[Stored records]
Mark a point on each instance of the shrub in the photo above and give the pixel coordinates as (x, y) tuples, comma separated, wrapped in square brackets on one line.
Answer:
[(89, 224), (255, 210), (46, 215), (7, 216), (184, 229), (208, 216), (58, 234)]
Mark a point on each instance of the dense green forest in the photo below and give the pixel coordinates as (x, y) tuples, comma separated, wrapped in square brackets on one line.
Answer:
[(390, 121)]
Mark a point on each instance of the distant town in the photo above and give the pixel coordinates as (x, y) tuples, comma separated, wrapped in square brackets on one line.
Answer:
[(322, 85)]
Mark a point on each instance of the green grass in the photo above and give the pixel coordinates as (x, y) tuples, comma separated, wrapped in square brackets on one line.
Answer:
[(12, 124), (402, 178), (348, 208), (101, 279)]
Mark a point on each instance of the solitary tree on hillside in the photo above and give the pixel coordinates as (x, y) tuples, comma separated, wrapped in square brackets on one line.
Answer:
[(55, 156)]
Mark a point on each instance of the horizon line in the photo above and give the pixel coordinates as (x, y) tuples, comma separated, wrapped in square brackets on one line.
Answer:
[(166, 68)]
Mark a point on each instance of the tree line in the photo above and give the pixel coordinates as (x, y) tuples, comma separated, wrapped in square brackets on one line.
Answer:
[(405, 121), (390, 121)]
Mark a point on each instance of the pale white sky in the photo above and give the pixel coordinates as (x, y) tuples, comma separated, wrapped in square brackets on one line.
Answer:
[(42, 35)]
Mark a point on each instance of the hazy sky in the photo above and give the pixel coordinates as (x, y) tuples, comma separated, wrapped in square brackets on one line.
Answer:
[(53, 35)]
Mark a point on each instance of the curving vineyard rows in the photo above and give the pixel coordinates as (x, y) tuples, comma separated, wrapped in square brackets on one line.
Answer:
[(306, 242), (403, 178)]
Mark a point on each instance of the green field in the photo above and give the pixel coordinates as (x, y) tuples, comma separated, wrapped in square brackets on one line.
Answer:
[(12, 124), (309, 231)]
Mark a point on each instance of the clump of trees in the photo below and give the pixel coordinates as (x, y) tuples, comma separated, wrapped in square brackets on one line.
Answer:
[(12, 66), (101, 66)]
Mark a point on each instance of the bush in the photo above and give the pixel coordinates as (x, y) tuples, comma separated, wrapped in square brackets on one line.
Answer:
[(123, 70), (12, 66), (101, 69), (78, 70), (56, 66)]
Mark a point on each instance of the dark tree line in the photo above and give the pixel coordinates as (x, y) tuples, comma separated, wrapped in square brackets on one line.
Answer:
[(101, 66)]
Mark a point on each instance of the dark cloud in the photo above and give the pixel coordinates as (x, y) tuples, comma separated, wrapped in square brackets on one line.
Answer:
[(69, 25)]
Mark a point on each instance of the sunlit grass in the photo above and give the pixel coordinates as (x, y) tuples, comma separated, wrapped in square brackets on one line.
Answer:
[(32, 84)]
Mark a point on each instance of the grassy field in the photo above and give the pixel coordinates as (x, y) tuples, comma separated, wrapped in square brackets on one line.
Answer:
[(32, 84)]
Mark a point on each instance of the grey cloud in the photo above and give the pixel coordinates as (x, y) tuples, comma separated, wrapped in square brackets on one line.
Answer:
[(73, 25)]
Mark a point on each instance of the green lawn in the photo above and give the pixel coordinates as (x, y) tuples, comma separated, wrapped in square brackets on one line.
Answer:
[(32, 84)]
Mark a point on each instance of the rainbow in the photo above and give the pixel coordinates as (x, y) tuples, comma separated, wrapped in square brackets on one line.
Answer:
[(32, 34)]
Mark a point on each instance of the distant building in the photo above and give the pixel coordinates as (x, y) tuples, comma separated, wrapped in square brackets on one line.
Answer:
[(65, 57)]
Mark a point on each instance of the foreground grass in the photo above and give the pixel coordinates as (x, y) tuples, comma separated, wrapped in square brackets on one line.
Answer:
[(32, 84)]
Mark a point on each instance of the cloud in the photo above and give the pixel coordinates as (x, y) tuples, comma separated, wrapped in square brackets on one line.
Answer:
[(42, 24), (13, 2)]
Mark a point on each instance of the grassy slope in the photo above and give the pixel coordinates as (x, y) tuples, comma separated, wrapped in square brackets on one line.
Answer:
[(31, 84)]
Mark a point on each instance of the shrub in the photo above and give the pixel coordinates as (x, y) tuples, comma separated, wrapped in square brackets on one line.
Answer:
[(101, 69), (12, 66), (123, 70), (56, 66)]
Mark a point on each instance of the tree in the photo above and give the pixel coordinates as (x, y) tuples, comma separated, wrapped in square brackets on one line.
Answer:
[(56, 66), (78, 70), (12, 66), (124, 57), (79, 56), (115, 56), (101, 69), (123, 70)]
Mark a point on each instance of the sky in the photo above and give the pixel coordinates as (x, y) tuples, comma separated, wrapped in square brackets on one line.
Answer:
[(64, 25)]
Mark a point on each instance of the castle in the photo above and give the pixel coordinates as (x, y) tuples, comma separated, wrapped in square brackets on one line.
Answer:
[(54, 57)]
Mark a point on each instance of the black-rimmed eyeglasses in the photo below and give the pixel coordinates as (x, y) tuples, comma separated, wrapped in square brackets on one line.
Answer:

■ Exercise description:
Arrange everything from the beginning of the data above down to the line containing "216), (58, 234)]" as a numbered list, omitting any blank lines.

■ Written response:
1. Mark a point on each instance of the shrub in the photo above and give the pixel coordinates as (x, y) tuples, comma separated, wrapped in square brackets on one line.
2. Answer:
3. [(89, 224), (255, 210), (46, 215), (7, 216), (184, 229), (208, 216), (58, 234)]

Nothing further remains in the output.